**Source:**

##############################

“bring a teddy bear to work” day

I’d heard that today was “BRING YOUR TEDDY BEAR TO WORK” day and wish I’d known in advance.  I’m a collector of Teddy Bears – even having one of the first ones that I had as a kid.  He’s now in his 30s and still sits on My bed at home.  Teddy Bears have also influenced another hobby of Mine – My PT Cruiser and car shows.  If you’ve seen a lot of the custom PT Cruisers on the roads out there, you’ll notice that a lot of them – maybe as many as half? – are customized and personalized – with flames, as woodies, as old surfer wagons, with 50s or 40s or even 30s motifs and all sorts of other styles.

Of course, there are just as many that are simple, plain and unadorned.  Simple economy cars – even if they’re not too good with the MPG.

But I would have loved to have brought one of My Teddies to work today… Maybe the 5 foot tall polar bear.  Or the one My mom got Me for My 40th birthday from Vermont Teddy Bear Company – with custom clothing and My name embroidered on his back.  Or maybe the one from My youth…?  Could even go with current events and bring in the Banker Bear a pal gave Me for Christmas a few years ago.

I use My  teddies in the “theme” of My PT Cruiser – and take quite a selection of them with Me to the shows I attend and use them as … well … props.  PT Bearnum (My PT Cruiser) is festooned with bears of all shapes and sizes.  And then there are all of the bear paw prints on the car; a very cohesive look.  I’ve won a few awards and was a runner up in “Crowd Favorite” at a show a few years back.

##############################

Rows of box annotation data
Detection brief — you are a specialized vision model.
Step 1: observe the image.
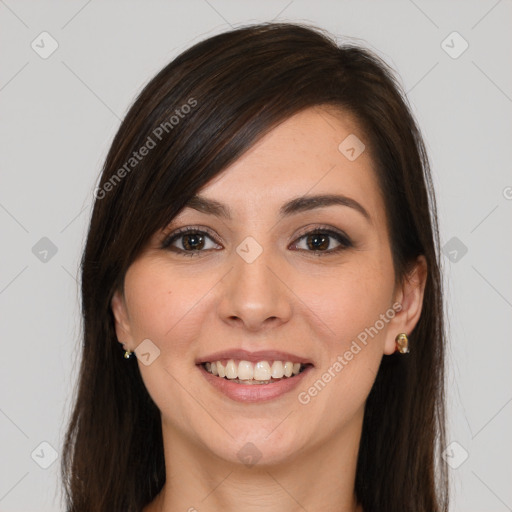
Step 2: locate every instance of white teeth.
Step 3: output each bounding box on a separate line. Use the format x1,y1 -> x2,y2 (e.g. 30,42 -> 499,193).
204,359 -> 302,383
226,359 -> 238,379
284,361 -> 293,377
271,361 -> 284,379
238,361 -> 254,380
253,361 -> 272,380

##############################

**Exercise set:**
1 > Reproduce the records with "observe" replaced by "inspect" and everything else unchanged, omitting the pictures.
2 > Continue the piece on teddy bears and the PT Cruiser from the point where it stops.

**Task-by-task outputs:**
1 >
Detection brief — you are a specialized vision model.
Step 1: inspect the image.
Step 2: locate every instance of white teeth.
Step 3: output each bounding box on a separate line. Use the format x1,y1 -> x2,y2 (e.g. 30,42 -> 499,193).
204,359 -> 302,383
226,359 -> 238,379
284,361 -> 293,377
271,361 -> 284,379
238,361 -> 254,380
253,361 -> 272,380

2 >
But it’s this customization – this personalization of the Cruisers that comes to mind with My comments today.

Over on the EDI-L yahoo group, somebody had posted about how a semi-non-technical person was hired to fill a supervisory position (a contractor, really) over and above the regular employees that had been working for the company for a while and have major amounts of experience in IT and with EDI.

Somewhere in the thread, one poster commented on how upper management (the ones making the hiring decisions) seem to feel that “non-tech” people make for better employees than “tech” people – at least when it comes to management – or business skills.  And I had to disagree.  Where I work – our 1st level support positions generally tend to come to us from the stores.  They understand how we do things, why we do things and the way things work at the store level – they’ve BEEN THERE.

In the original post, it could be that our poster got his feelings a bit hurt because he’d wanted the job and they hired this outside source.  But maybe the upper management wanted some new ideas – some new ways to take what they’ve got – a functioning EDI program – and make it better.  Make it different.  Customize it, personalize it and make it a much slicker program – something more in-tune with a changing philosophy, a changing business landscape, a changing world.

If you’ve ever been to a custom car show – whether a PT Cruiser show or the Japanese Imports (Rice Rockets) or hot rods from the fifties and sixties – you’ll notice that there are many cars that are similar to others, and yet are completely their own creation and often very unique and different from the others.  Even if they’re the same make and model of car – the Chrysler PT Cruiser, for example – you can have so many different ideas and concepts and projects and looks and feels and … you get the idea, right?

Same can be said of our MIS/IT departments and our EDI programs.  We all don’t use the same documents, we all don’t require the same data segments and elements.  We all use the documents and the data that will best suit our own needs.  And our own business practices.  It’s what fits US.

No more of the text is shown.